L'Horloger aveugle
de Richard Dawkins

critiqué par Oburoni, le 8 avril 2010
(Waltham Cross - 41 ans)


La note:  étoiles
L'évolution et Dieu
"L'Univers m'embarrasse et je ne puis songer / Qu'une telle horloge existe et n'ait point d'horloger". On pense à Voltaire... et bien non ! Dawkins se réfère ici en fait à la métaphore utilisée par William Paley dans son livre "Théologie naturelle", publié 50 ans avant "L'Origine des Espèces" de Darwin. Mais qu'importe la source ! L'idée reste la même. L'argument de l'horloge est simple, tellement simple qu'il en est puissant et, a priori, difficilement contestable -Darwin lui-même y avait succombé avant d'entamer ses travaux. Il va comme suit : si vous trouvez une montre, comme cela, perdue dans la nature, la complexité d'un tel objet vous renvoie à un horloger -un créateur. Idem, donc, si on l'extrapole à la vie sur terre : la complexité du vivant ne peut s'expliquer que par l'existence d'un dessein intelligent -le Créateur Dieu.

(Données de masques de segmentation)

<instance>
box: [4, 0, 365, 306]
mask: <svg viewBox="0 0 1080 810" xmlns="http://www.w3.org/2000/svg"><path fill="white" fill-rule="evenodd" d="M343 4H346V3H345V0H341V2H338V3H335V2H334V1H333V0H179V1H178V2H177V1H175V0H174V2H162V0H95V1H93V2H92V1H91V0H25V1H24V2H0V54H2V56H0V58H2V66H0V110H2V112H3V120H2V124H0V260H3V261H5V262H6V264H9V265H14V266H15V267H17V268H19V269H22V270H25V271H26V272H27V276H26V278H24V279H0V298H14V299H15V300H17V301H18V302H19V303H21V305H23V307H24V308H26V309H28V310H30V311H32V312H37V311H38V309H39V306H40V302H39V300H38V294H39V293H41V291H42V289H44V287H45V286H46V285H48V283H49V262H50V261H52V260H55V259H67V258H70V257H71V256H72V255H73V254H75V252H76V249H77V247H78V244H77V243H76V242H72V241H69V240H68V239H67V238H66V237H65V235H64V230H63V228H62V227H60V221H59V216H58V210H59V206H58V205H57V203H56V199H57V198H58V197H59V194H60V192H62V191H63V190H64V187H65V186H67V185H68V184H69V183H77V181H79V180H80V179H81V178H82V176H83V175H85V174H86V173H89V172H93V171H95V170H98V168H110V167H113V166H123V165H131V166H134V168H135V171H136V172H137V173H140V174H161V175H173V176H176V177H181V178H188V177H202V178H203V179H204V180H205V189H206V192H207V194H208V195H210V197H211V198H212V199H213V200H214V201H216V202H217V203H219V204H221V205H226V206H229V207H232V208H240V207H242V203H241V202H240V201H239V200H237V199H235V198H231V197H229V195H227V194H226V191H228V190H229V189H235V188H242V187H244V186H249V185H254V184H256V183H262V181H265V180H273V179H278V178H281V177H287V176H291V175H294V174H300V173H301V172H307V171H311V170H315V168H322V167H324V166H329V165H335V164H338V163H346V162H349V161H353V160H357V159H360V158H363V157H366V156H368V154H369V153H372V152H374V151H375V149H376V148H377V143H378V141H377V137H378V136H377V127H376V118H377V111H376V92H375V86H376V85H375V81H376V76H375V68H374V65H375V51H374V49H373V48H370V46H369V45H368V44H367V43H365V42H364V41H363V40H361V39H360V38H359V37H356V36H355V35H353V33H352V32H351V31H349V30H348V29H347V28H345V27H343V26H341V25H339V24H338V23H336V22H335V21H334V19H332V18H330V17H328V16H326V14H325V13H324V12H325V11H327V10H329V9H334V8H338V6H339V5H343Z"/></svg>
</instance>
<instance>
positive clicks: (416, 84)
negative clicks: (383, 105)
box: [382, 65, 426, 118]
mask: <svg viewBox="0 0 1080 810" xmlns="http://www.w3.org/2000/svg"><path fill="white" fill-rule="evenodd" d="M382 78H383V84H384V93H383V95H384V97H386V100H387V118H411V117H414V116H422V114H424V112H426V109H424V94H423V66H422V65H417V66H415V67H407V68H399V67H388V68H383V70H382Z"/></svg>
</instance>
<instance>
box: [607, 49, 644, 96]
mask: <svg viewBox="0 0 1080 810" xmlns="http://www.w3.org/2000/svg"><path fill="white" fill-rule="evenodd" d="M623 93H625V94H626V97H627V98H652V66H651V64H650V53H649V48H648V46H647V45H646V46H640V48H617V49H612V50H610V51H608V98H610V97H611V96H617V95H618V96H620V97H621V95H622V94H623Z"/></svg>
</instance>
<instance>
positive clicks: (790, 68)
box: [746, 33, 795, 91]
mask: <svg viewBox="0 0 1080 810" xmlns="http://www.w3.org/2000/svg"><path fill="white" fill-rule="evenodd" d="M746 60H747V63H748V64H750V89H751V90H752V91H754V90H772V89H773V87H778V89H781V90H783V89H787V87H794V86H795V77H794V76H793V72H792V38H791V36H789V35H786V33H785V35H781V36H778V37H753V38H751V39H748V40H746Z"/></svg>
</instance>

> _CONSIGNE 1_:
Répondez à ces questions sur la critique de L'Horloger aveugle :
(a) Qui a rédigé cette critique, et à quelle date ?
(b) Quel livre de William Paley contient la métaphore de l'horloge ?
(c) Selon l'argument de l'horloge, par quoi seul peut s'expliquer la complexité du vivant ?
> _CONSIGNE 2_:
Rédigez la suite de la critique sur L'Horloger aveugle, à partir de sa dernière phrase.
Les items forment un matériau indépendant de la critique sur L'Horloger aveugle.

> _RÉPONSE 1_:
(a) Oburoni, le 8 avril 2010.
(b) « Théologie naturelle ».
(c) Par l'existence d'un dessein intelligent, le Créateur Dieu.

> _RÉPONSE 2_:
Fracassant par sa logique, d'un charme difficile à briser -c'est encore aujourd'hui l'un des bouts de ficelle qui raccroche les religieux de tous bords à leur déité- et pourtant ! Dawkins affirme ici que rien n'est plus faux qu'une telle conception. Merci qui ? Merci Darwin.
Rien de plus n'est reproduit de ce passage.